* **Exercise**
In the data from the first line through the line containing "xmin=0 ymin=47 xmax=120 ymax=120", rename "headset" to "display unit" and change nothing else. Leave the pictures out of your answer.

[Data drawn from a collection]
— Begin —

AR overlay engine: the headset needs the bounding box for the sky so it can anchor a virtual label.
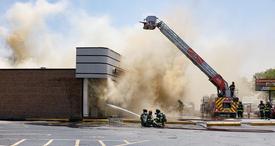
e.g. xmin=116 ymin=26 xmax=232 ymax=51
xmin=0 ymin=0 xmax=275 ymax=75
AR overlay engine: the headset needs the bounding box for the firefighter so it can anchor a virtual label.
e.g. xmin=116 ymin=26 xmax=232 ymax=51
xmin=229 ymin=82 xmax=235 ymax=97
xmin=140 ymin=109 xmax=148 ymax=127
xmin=258 ymin=100 xmax=265 ymax=119
xmin=154 ymin=109 xmax=167 ymax=127
xmin=264 ymin=102 xmax=272 ymax=120
xmin=146 ymin=111 xmax=154 ymax=127
xmin=237 ymin=101 xmax=243 ymax=118
xmin=177 ymin=100 xmax=184 ymax=116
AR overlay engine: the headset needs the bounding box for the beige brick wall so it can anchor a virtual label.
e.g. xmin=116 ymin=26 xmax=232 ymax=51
xmin=0 ymin=69 xmax=82 ymax=119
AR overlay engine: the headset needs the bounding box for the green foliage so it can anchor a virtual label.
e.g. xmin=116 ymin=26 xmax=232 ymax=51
xmin=255 ymin=68 xmax=275 ymax=79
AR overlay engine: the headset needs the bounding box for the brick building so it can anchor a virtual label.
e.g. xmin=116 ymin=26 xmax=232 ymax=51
xmin=0 ymin=69 xmax=83 ymax=120
xmin=0 ymin=47 xmax=120 ymax=120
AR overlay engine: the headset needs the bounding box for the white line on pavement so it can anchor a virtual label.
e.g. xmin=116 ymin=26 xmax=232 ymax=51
xmin=123 ymin=140 xmax=130 ymax=144
xmin=43 ymin=139 xmax=53 ymax=146
xmin=115 ymin=140 xmax=149 ymax=146
xmin=75 ymin=139 xmax=80 ymax=146
xmin=11 ymin=139 xmax=26 ymax=146
xmin=98 ymin=140 xmax=106 ymax=146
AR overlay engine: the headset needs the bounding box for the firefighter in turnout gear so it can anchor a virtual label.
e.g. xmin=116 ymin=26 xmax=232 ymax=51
xmin=229 ymin=82 xmax=235 ymax=97
xmin=154 ymin=109 xmax=167 ymax=127
xmin=140 ymin=109 xmax=148 ymax=127
xmin=258 ymin=100 xmax=265 ymax=119
xmin=264 ymin=102 xmax=272 ymax=120
xmin=237 ymin=101 xmax=243 ymax=118
xmin=146 ymin=111 xmax=154 ymax=127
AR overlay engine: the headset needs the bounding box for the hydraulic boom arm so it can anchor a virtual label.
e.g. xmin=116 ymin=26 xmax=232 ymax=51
xmin=141 ymin=16 xmax=230 ymax=97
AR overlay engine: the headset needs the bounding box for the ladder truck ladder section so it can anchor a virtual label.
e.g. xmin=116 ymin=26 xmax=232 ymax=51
xmin=141 ymin=16 xmax=231 ymax=97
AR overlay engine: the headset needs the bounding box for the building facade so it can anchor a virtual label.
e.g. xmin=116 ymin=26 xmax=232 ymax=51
xmin=0 ymin=47 xmax=121 ymax=120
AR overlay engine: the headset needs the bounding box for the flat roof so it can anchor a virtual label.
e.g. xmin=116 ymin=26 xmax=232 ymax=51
xmin=0 ymin=68 xmax=75 ymax=70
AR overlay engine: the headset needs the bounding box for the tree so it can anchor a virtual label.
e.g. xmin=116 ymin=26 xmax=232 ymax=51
xmin=254 ymin=68 xmax=275 ymax=79
xmin=254 ymin=68 xmax=275 ymax=101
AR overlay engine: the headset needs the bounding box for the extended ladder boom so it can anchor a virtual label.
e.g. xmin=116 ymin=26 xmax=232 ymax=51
xmin=142 ymin=16 xmax=230 ymax=97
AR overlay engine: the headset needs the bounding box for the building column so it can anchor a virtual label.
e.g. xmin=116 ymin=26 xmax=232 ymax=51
xmin=83 ymin=78 xmax=89 ymax=117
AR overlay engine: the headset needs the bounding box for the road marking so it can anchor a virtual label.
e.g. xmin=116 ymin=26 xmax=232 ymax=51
xmin=115 ymin=140 xmax=149 ymax=146
xmin=75 ymin=139 xmax=80 ymax=146
xmin=98 ymin=140 xmax=106 ymax=146
xmin=43 ymin=139 xmax=53 ymax=146
xmin=123 ymin=140 xmax=130 ymax=144
xmin=1 ymin=133 xmax=51 ymax=136
xmin=11 ymin=139 xmax=26 ymax=146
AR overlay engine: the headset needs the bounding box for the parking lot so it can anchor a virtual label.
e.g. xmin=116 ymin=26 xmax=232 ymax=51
xmin=0 ymin=121 xmax=275 ymax=146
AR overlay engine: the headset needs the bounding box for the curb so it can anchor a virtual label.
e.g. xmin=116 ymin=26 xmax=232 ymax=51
xmin=206 ymin=122 xmax=241 ymax=127
xmin=249 ymin=121 xmax=275 ymax=126
xmin=25 ymin=118 xmax=70 ymax=122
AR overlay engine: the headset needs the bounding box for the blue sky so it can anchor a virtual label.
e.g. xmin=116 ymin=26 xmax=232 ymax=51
xmin=0 ymin=0 xmax=275 ymax=28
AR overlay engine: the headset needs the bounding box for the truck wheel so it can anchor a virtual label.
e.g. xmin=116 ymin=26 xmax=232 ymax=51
xmin=230 ymin=113 xmax=236 ymax=118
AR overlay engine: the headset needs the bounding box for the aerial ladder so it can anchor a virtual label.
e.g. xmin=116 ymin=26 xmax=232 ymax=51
xmin=141 ymin=16 xmax=238 ymax=118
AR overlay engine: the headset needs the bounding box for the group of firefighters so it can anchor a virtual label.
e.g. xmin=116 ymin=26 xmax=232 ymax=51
xmin=140 ymin=109 xmax=167 ymax=127
xmin=258 ymin=101 xmax=272 ymax=120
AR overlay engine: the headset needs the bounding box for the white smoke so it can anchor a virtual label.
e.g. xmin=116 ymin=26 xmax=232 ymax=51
xmin=0 ymin=0 xmax=275 ymax=111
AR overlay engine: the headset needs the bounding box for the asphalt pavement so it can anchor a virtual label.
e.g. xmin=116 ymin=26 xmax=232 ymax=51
xmin=0 ymin=121 xmax=275 ymax=146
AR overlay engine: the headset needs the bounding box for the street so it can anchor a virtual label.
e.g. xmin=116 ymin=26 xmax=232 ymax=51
xmin=0 ymin=121 xmax=275 ymax=146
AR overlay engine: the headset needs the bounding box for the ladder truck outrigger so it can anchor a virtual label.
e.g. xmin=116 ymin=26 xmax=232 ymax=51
xmin=141 ymin=16 xmax=239 ymax=118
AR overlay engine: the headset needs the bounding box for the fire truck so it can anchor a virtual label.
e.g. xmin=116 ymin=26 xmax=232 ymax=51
xmin=141 ymin=16 xmax=239 ymax=118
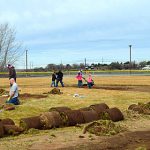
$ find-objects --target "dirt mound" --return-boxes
[83,120,123,136]
[104,107,124,122]
[60,110,84,126]
[20,116,42,130]
[40,111,63,129]
[19,93,48,100]
[128,102,150,115]
[81,110,99,123]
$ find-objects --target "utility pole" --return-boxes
[26,50,28,76]
[129,45,132,74]
[84,58,86,67]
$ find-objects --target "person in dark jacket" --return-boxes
[51,71,56,87]
[7,64,16,82]
[56,70,64,87]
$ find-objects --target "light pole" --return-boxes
[26,50,28,76]
[129,45,132,74]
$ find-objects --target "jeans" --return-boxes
[56,79,64,87]
[78,80,82,87]
[87,82,92,89]
[6,97,20,105]
[51,81,56,87]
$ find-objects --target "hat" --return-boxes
[7,64,12,68]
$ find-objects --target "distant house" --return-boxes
[142,65,150,70]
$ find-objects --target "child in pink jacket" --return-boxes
[87,74,93,89]
[76,72,82,88]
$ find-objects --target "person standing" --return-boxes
[56,70,64,87]
[6,78,20,105]
[76,72,82,88]
[51,71,56,87]
[87,74,93,89]
[7,64,16,82]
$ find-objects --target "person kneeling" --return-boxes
[6,78,20,105]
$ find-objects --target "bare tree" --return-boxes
[0,24,23,71]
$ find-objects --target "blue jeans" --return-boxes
[51,81,56,87]
[88,82,92,89]
[6,97,20,105]
[78,80,82,87]
[56,79,64,87]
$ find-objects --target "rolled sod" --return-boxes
[128,104,138,110]
[3,104,15,110]
[106,107,124,122]
[132,106,144,114]
[4,125,24,135]
[20,116,42,130]
[81,110,99,123]
[1,118,15,125]
[0,121,4,138]
[60,110,85,126]
[49,106,71,112]
[90,103,109,119]
[40,111,63,129]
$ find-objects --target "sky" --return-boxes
[0,0,150,68]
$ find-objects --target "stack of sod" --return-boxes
[49,106,71,112]
[20,116,42,130]
[90,103,109,119]
[40,111,63,129]
[81,110,99,123]
[128,102,150,115]
[105,107,124,122]
[60,110,85,126]
[0,120,4,138]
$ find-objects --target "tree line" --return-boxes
[28,61,150,72]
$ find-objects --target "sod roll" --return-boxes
[3,104,15,110]
[4,125,24,135]
[106,107,124,122]
[132,106,144,114]
[40,111,63,129]
[90,103,109,119]
[49,106,71,112]
[0,121,4,138]
[1,118,15,125]
[20,116,42,130]
[81,110,99,123]
[128,104,137,110]
[61,110,85,126]
[79,107,91,111]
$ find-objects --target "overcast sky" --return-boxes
[0,0,150,67]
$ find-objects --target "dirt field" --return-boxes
[0,76,150,150]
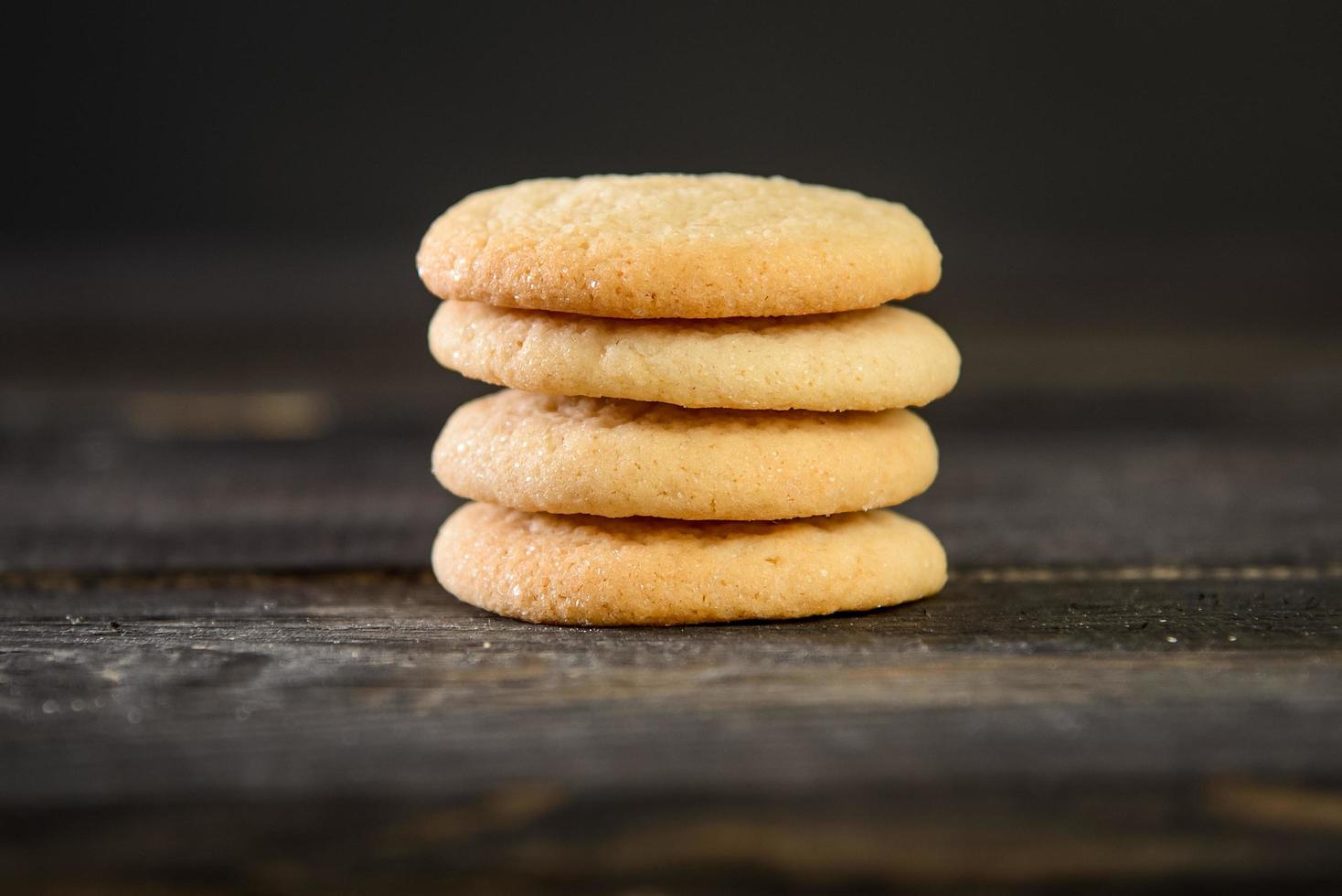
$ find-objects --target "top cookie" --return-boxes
[416,175,941,318]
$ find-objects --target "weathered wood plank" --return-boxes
[0,568,1342,892]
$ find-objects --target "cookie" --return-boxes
[433,390,937,519]
[416,175,941,318]
[428,299,960,411]
[433,503,946,625]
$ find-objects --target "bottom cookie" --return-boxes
[433,503,946,625]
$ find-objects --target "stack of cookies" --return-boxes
[418,175,960,625]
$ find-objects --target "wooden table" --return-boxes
[0,240,1342,893]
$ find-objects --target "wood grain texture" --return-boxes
[0,241,1342,893]
[0,569,1342,892]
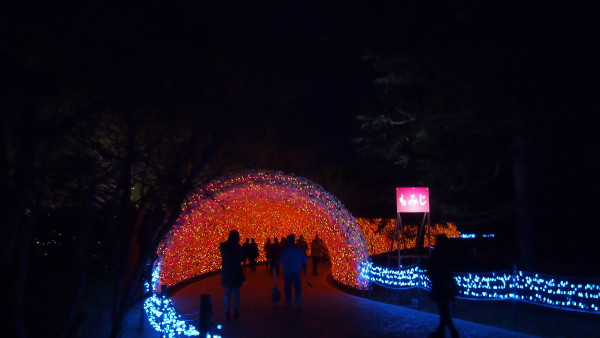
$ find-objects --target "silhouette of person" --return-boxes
[219,230,246,319]
[427,235,458,338]
[248,238,258,272]
[242,238,250,271]
[277,234,307,309]
[296,235,309,275]
[269,237,282,275]
[263,238,273,272]
[310,235,323,275]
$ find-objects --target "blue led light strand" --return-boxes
[360,262,600,314]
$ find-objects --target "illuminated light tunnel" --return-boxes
[157,171,370,289]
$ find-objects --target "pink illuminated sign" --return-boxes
[396,187,429,212]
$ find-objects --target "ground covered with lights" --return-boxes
[108,266,552,337]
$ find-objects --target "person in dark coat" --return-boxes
[263,238,273,272]
[427,235,458,338]
[269,237,282,275]
[219,230,246,319]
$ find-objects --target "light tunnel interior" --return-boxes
[158,171,370,289]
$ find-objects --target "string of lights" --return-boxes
[360,262,600,314]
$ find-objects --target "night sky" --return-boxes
[0,0,600,266]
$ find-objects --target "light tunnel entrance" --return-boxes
[158,171,370,289]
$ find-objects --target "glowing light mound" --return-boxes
[158,171,370,289]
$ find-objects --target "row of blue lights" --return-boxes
[360,261,600,314]
[144,263,221,338]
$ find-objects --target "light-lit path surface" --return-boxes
[158,266,530,338]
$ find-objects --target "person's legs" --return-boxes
[223,288,231,319]
[232,288,240,318]
[283,272,293,305]
[292,272,302,308]
[437,301,458,338]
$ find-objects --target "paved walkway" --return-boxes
[158,266,531,338]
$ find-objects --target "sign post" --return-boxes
[396,187,431,267]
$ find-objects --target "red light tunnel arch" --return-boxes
[158,171,370,289]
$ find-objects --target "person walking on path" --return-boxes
[269,237,282,275]
[248,238,258,272]
[310,235,323,275]
[277,234,307,309]
[242,238,250,271]
[219,230,246,319]
[263,238,273,272]
[427,235,458,338]
[296,235,309,275]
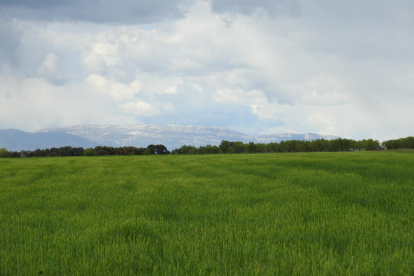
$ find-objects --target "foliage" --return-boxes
[0,151,414,275]
[172,138,381,154]
[382,136,414,149]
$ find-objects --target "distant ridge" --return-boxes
[0,129,99,151]
[35,124,338,150]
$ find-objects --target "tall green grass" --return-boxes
[0,151,414,275]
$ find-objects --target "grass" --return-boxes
[0,151,414,275]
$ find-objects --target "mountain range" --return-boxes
[36,125,338,150]
[0,125,338,151]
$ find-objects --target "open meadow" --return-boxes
[0,151,414,276]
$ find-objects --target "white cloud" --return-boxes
[119,101,161,117]
[86,75,142,101]
[0,0,414,139]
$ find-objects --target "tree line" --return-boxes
[171,138,383,154]
[0,136,414,157]
[0,144,170,157]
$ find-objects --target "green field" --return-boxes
[0,151,414,276]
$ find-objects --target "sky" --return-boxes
[0,0,414,141]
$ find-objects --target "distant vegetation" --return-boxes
[0,137,414,157]
[0,145,170,157]
[0,151,414,276]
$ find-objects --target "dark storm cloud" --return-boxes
[0,0,188,24]
[211,0,300,16]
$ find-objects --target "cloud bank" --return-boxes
[0,0,414,140]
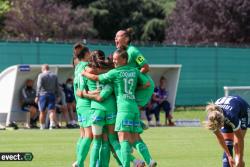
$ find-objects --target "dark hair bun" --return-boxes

— End —

* **Response for this exercise**
AR overlay engine: the display unit needs the bounding box for the sky so it can anchor a virtual label.
e.g. xmin=116 ymin=26 xmax=232 ymax=51
xmin=0 ymin=0 xmax=275 ymax=75
AR overlay engine: the display unit needs the bounding box for the firefighter so it can anchor a virtual label.
e.g. xmin=116 ymin=26 xmax=232 ymax=51
xmin=229 ymin=82 xmax=235 ymax=97
xmin=140 ymin=109 xmax=148 ymax=127
xmin=258 ymin=100 xmax=265 ymax=119
xmin=154 ymin=109 xmax=167 ymax=127
xmin=264 ymin=102 xmax=272 ymax=120
xmin=146 ymin=111 xmax=154 ymax=127
xmin=237 ymin=101 xmax=243 ymax=118
xmin=177 ymin=100 xmax=184 ymax=116
AR overlay engine: the display unit needs the bounding box for the beige brick wall so it can anchor a virtual label.
e.g. xmin=116 ymin=26 xmax=232 ymax=51
xmin=0 ymin=69 xmax=82 ymax=119
AR overlay engine: the display unit needs the bounding box for the green foliage so it can anchor a virtual label.
e.g. xmin=116 ymin=26 xmax=232 ymax=51
xmin=255 ymin=68 xmax=275 ymax=79
AR overlay engine: the display unit needs the bounding box for the brick building so it can anchor a virtual label.
e.g. xmin=116 ymin=26 xmax=232 ymax=51
xmin=0 ymin=69 xmax=83 ymax=120
xmin=0 ymin=47 xmax=120 ymax=120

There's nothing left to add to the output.